## Exercise aim
The required answer is an exact copy of the records below, without pictures.

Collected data
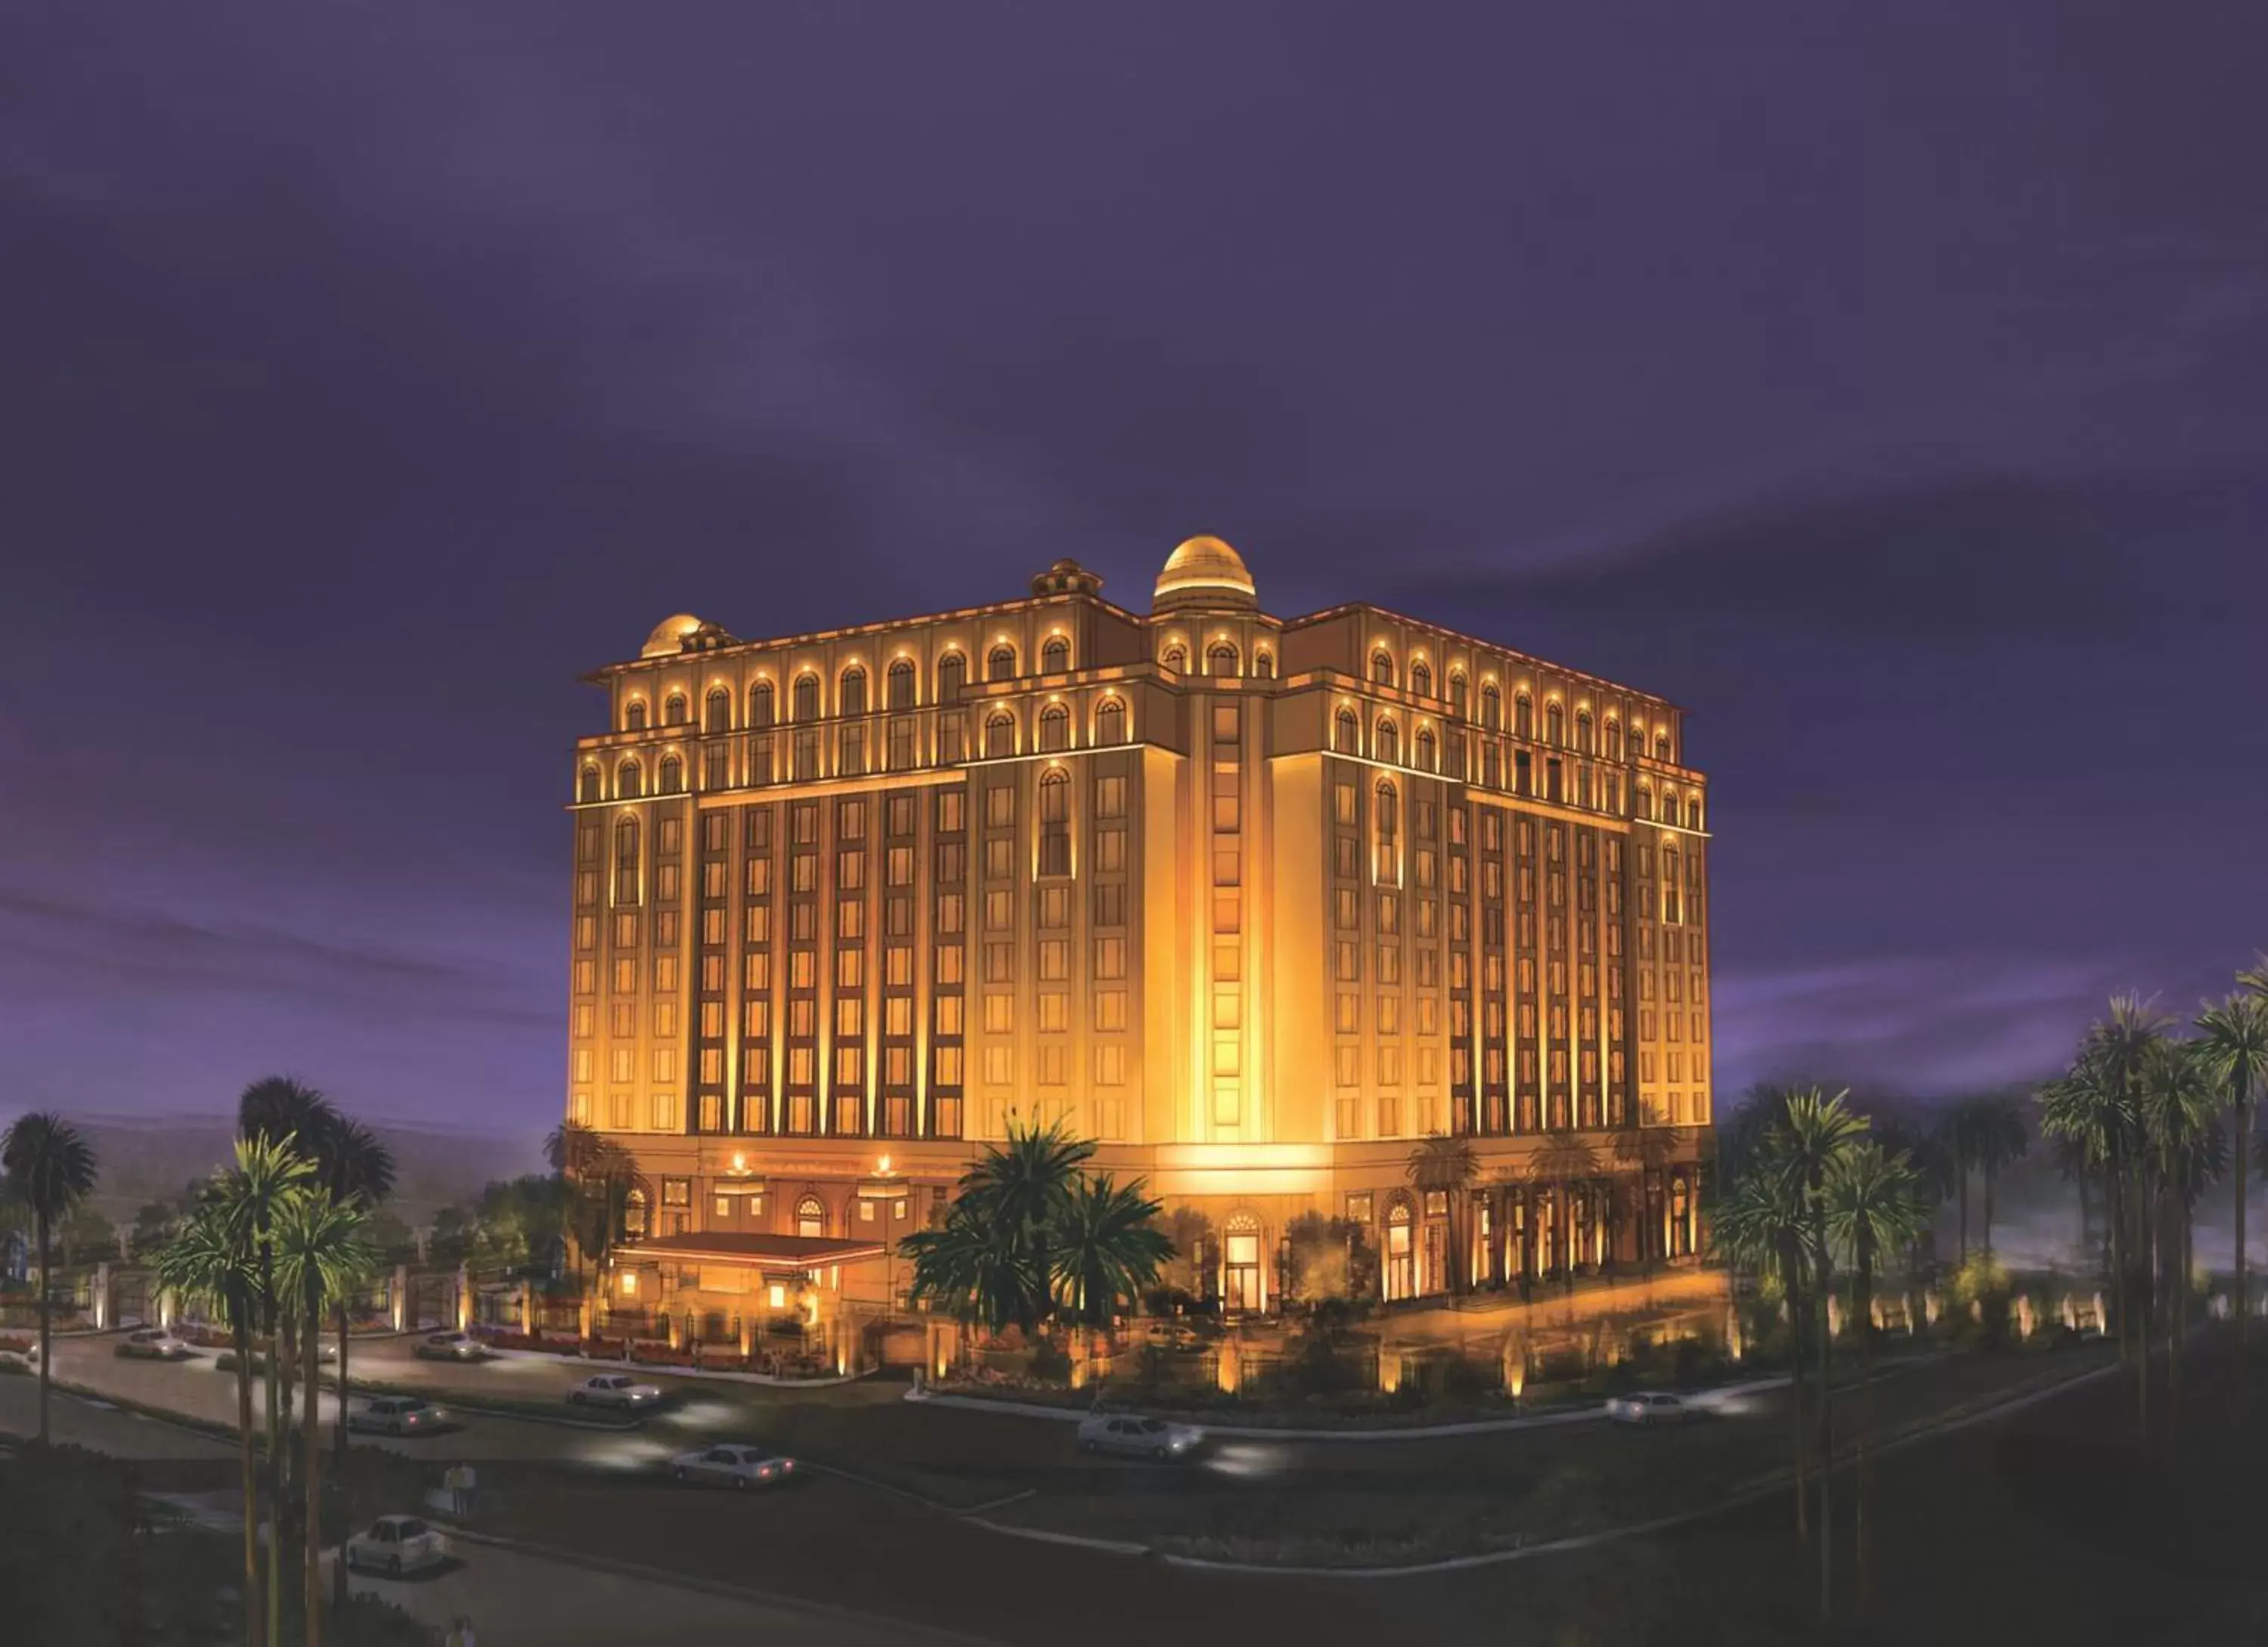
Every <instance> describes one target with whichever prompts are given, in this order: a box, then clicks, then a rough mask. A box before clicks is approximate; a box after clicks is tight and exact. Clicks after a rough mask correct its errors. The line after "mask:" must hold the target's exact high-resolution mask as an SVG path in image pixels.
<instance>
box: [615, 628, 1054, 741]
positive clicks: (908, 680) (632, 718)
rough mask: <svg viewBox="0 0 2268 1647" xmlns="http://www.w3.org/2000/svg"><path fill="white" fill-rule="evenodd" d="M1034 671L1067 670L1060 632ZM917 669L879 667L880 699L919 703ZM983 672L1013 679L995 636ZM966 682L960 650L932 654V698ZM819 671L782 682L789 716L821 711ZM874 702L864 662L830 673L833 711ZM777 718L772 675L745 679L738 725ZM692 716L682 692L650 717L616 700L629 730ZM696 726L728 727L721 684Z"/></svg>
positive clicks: (728, 701) (984, 676) (901, 705)
mask: <svg viewBox="0 0 2268 1647" xmlns="http://www.w3.org/2000/svg"><path fill="white" fill-rule="evenodd" d="M1039 672H1041V674H1068V672H1070V640H1068V637H1064V635H1048V640H1043V642H1041V647H1039ZM919 678H921V672H919V669H916V667H914V660H912V658H898V660H894V662H891V665H889V667H887V669H885V672H882V703H880V708H889V710H912V708H919V706H921V687H919ZM984 678H987V681H1014V678H1018V674H1016V649H1014V647H1009V644H1007V642H1000V644H998V647H993V649H991V651H987V653H984ZM966 683H968V658H966V656H964V653H959V651H948V653H943V656H941V658H939V660H937V692H934V696H932V701H937V703H950V701H953V699H955V696H957V694H959V690H962V687H964V685H966ZM819 685H821V681H819V672H816V669H805V672H801V674H798V676H796V678H794V683H792V685H789V687H787V710H789V719H796V721H816V719H819V717H821V712H823V710H821V703H819ZM873 708H875V706H873V703H871V701H869V678H866V667H864V665H850V667H848V669H844V672H841V674H839V676H837V678H835V712H837V715H866V712H869V710H873ZM778 719H780V706H778V687H776V685H773V683H771V681H751V683H748V706H746V715H744V719H742V726H751V728H753V726H773V724H776V721H778ZM689 721H692V703H689V699H687V696H685V694H683V692H669V694H667V696H665V699H662V719H660V721H653V719H651V710H649V706H646V699H642V696H633V699H628V701H626V703H624V706H621V726H624V730H631V733H642V730H646V726H653V724H660V726H687V724H689ZM701 730H703V733H728V730H733V690H730V687H723V685H712V687H710V690H708V694H705V696H703V701H701Z"/></svg>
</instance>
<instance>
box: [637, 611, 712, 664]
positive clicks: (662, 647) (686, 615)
mask: <svg viewBox="0 0 2268 1647" xmlns="http://www.w3.org/2000/svg"><path fill="white" fill-rule="evenodd" d="M696 628H701V619H699V617H694V615H692V613H676V615H674V617H665V619H662V622H660V624H655V626H653V633H651V635H646V647H644V651H640V653H637V656H640V658H676V656H678V653H680V651H685V640H687V637H689V635H692V633H694V631H696Z"/></svg>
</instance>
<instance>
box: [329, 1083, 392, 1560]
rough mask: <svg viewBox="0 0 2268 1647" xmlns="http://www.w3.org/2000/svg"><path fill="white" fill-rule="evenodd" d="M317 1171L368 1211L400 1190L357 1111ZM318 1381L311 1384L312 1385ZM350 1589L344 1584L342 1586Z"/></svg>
mask: <svg viewBox="0 0 2268 1647" xmlns="http://www.w3.org/2000/svg"><path fill="white" fill-rule="evenodd" d="M315 1173H318V1177H320V1180H322V1186H324V1191H329V1196H331V1200H333V1202H338V1205H342V1207H345V1205H356V1207H361V1209H363V1211H365V1214H367V1211H374V1209H376V1207H379V1205H381V1202H383V1200H386V1198H388V1196H392V1193H395V1152H392V1150H388V1148H386V1141H383V1139H379V1134H376V1132H372V1130H370V1127H365V1125H363V1123H361V1121H354V1118H352V1116H336V1118H333V1121H331V1125H329V1127H327V1130H324V1137H322V1152H320V1157H318V1159H315ZM347 1304H349V1295H347V1293H338V1295H336V1309H338V1316H336V1327H338V1400H340V1404H345V1400H347V1327H349V1323H347ZM313 1388H315V1386H313V1384H311V1386H308V1391H313ZM336 1441H338V1459H340V1463H345V1459H347V1427H345V1425H338V1427H336ZM340 1586H345V1565H340ZM340 1593H345V1590H340Z"/></svg>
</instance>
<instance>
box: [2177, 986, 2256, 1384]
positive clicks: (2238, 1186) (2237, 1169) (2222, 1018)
mask: <svg viewBox="0 0 2268 1647" xmlns="http://www.w3.org/2000/svg"><path fill="white" fill-rule="evenodd" d="M2257 978H2259V982H2257V987H2254V989H2250V991H2241V994H2239V991H2232V994H2229V996H2227V998H2225V1000H2223V1003H2220V1005H2211V1003H2207V1005H2204V1010H2202V1012H2200V1014H2198V1021H2195V1023H2198V1034H2200V1037H2202V1048H2204V1050H2202V1053H2200V1055H2202V1057H2204V1073H2207V1075H2209V1078H2211V1080H2216V1082H2218V1084H2220V1089H2223V1091H2225V1093H2227V1098H2229V1137H2232V1141H2234V1150H2232V1152H2234V1157H2236V1354H2239V1357H2241V1354H2243V1352H2245V1338H2248V1336H2250V1329H2248V1325H2245V1323H2248V1318H2250V1314H2252V1311H2250V1304H2252V1295H2250V1286H2248V1284H2245V1196H2248V1193H2250V1191H2248V1182H2245V1166H2248V1159H2245V1157H2250V1155H2252V1152H2250V1150H2248V1148H2243V1146H2245V1139H2250V1137H2252V1103H2254V1100H2257V1098H2259V1096H2261V1093H2268V957H2263V966H2261V973H2259V975H2257ZM2243 980H2245V973H2239V982H2243Z"/></svg>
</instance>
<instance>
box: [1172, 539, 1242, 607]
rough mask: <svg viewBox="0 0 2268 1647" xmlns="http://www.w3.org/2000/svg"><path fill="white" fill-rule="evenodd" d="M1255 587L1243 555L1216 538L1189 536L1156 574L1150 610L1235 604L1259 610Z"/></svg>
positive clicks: (1174, 552) (1225, 605)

## Task output
Every <instance> describes one target with whichever prompts are given, in this order: a box, then clicks, then a rough mask. A box before clicks is approximate; a box after clicks is tight and exact. Clicks after a rough mask correct its errors. The line after "mask:" must hold the target's exact high-resolution mask as an SVG path in image pixels.
<instance>
box: [615, 628, 1054, 741]
positive clicks: (908, 680) (632, 718)
rough mask: <svg viewBox="0 0 2268 1647" xmlns="http://www.w3.org/2000/svg"><path fill="white" fill-rule="evenodd" d="M1034 671L1067 670L1060 632ZM917 669L879 667L880 699L919 703ZM983 672L1013 679L995 636ZM966 682L960 650L932 654V698ZM819 671L782 682L789 716L821 711ZM874 702L864 662L830 673L833 711ZM777 718L772 675L745 679L738 725ZM692 716L682 692L650 717L616 700L629 730ZM696 726L728 727L721 684Z"/></svg>
positive clicks: (728, 701) (984, 676) (901, 705)
mask: <svg viewBox="0 0 2268 1647" xmlns="http://www.w3.org/2000/svg"><path fill="white" fill-rule="evenodd" d="M1039 672H1041V674H1068V672H1070V640H1068V637H1064V635H1048V640H1043V642H1041V647H1039ZM919 678H921V672H919V669H916V667H914V660H912V658H898V660H894V662H891V665H889V667H887V669H885V672H882V703H880V708H889V710H912V708H919V706H921V687H919ZM984 678H987V681H1014V678H1018V674H1016V649H1014V647H1009V644H1007V642H1000V644H998V647H993V649H991V651H987V653H984ZM966 683H968V658H966V656H964V653H959V651H948V653H943V656H941V658H939V660H937V692H934V696H932V701H937V703H950V701H953V699H955V696H957V694H959V690H962V687H964V685H966ZM819 685H821V681H819V672H816V669H805V672H801V674H798V676H796V678H794V683H792V685H789V687H787V710H789V719H796V721H816V719H819V717H821V712H823V710H821V703H819ZM873 708H875V706H873V703H871V701H869V678H866V667H864V665H850V667H848V669H844V672H841V674H839V676H837V678H835V712H837V715H866V712H869V710H873ZM778 719H780V706H778V687H776V685H773V683H771V681H751V683H748V706H746V715H744V719H742V726H751V728H753V726H773V724H776V721H778ZM689 721H692V703H689V699H687V696H685V694H683V692H669V694H667V696H665V699H662V719H660V721H653V719H651V710H649V706H646V699H642V696H633V699H628V701H626V703H624V706H621V726H624V730H631V733H642V730H646V726H653V724H660V726H687V724H689ZM701 730H703V733H728V730H733V690H730V687H723V685H712V687H710V690H708V694H705V696H703V701H701Z"/></svg>
</instance>
<instance>
box: [637, 611, 712, 664]
positive clicks: (662, 647) (686, 615)
mask: <svg viewBox="0 0 2268 1647" xmlns="http://www.w3.org/2000/svg"><path fill="white" fill-rule="evenodd" d="M696 628H701V619H699V617H694V615H692V613H676V615H674V617H665V619H662V622H660V624H655V626H653V633H651V635H646V647H644V651H640V653H637V656H640V658H676V656H678V653H680V651H685V640H687V637H689V635H692V633H694V631H696Z"/></svg>
</instance>
<instance>
box: [329, 1083, 392, 1560]
rough mask: <svg viewBox="0 0 2268 1647" xmlns="http://www.w3.org/2000/svg"><path fill="white" fill-rule="evenodd" d="M317 1171L368 1211L400 1190L357 1111ZM318 1381L311 1384L312 1385ZM350 1589L344 1584L342 1586Z"/></svg>
mask: <svg viewBox="0 0 2268 1647" xmlns="http://www.w3.org/2000/svg"><path fill="white" fill-rule="evenodd" d="M315 1173H318V1177H320V1180H322V1186H324V1191H329V1196H331V1200H333V1202H338V1205H342V1207H345V1205H356V1207H361V1209H363V1211H365V1214H367V1211H374V1209H376V1207H379V1205H381V1202H383V1200H386V1198H388V1196H392V1193H395V1152H392V1150H388V1148H386V1141H383V1139H379V1134H376V1132H372V1130H370V1127H365V1125H363V1123H361V1121H354V1118H352V1116H336V1118H333V1121H331V1125H329V1127H327V1130H324V1137H322V1152H320V1157H318V1159H315ZM347 1304H349V1295H347V1293H338V1295H336V1309H338V1316H336V1327H338V1400H340V1404H345V1400H347V1327H349V1323H347ZM313 1388H315V1386H313V1384H311V1386H308V1391H313ZM336 1441H338V1459H340V1463H345V1459H347V1427H345V1425H338V1427H336ZM340 1586H345V1565H340ZM340 1593H345V1590H340Z"/></svg>
</instance>
<instance>
box: [2177, 986, 2256, 1384]
positive clicks: (2238, 1186) (2237, 1169) (2222, 1018)
mask: <svg viewBox="0 0 2268 1647" xmlns="http://www.w3.org/2000/svg"><path fill="white" fill-rule="evenodd" d="M2257 978H2259V982H2257V987H2254V989H2250V991H2241V994H2239V991H2232V994H2229V996H2227V998H2225V1000H2223V1003H2220V1005H2211V1003H2207V1005H2204V1010H2202V1012H2200V1014H2198V1021H2195V1023H2198V1034H2200V1037H2202V1048H2204V1050H2202V1053H2200V1055H2202V1057H2204V1073H2207V1075H2209V1078H2211V1080H2216V1082H2218V1084H2220V1089H2223V1091H2225V1093H2227V1098H2229V1137H2232V1141H2234V1150H2232V1152H2234V1157H2236V1354H2239V1357H2241V1354H2243V1352H2245V1338H2248V1336H2250V1329H2248V1325H2245V1323H2248V1318H2250V1314H2252V1311H2250V1304H2252V1295H2250V1286H2248V1284H2245V1196H2248V1193H2250V1191H2248V1182H2245V1166H2248V1159H2245V1157H2250V1155H2252V1152H2250V1150H2248V1148H2243V1146H2245V1139H2250V1137H2252V1103H2254V1100H2257V1098H2259V1096H2261V1093H2268V957H2263V966H2261V973H2259V975H2257ZM2243 980H2245V973H2239V982H2243Z"/></svg>
</instance>
<instance>
box: [1172, 539, 1242, 607]
rough mask: <svg viewBox="0 0 2268 1647" xmlns="http://www.w3.org/2000/svg"><path fill="white" fill-rule="evenodd" d="M1255 587L1243 555L1216 538L1189 536L1156 574L1150 610L1235 604L1259 610Z"/></svg>
positive clicks: (1174, 552) (1225, 605)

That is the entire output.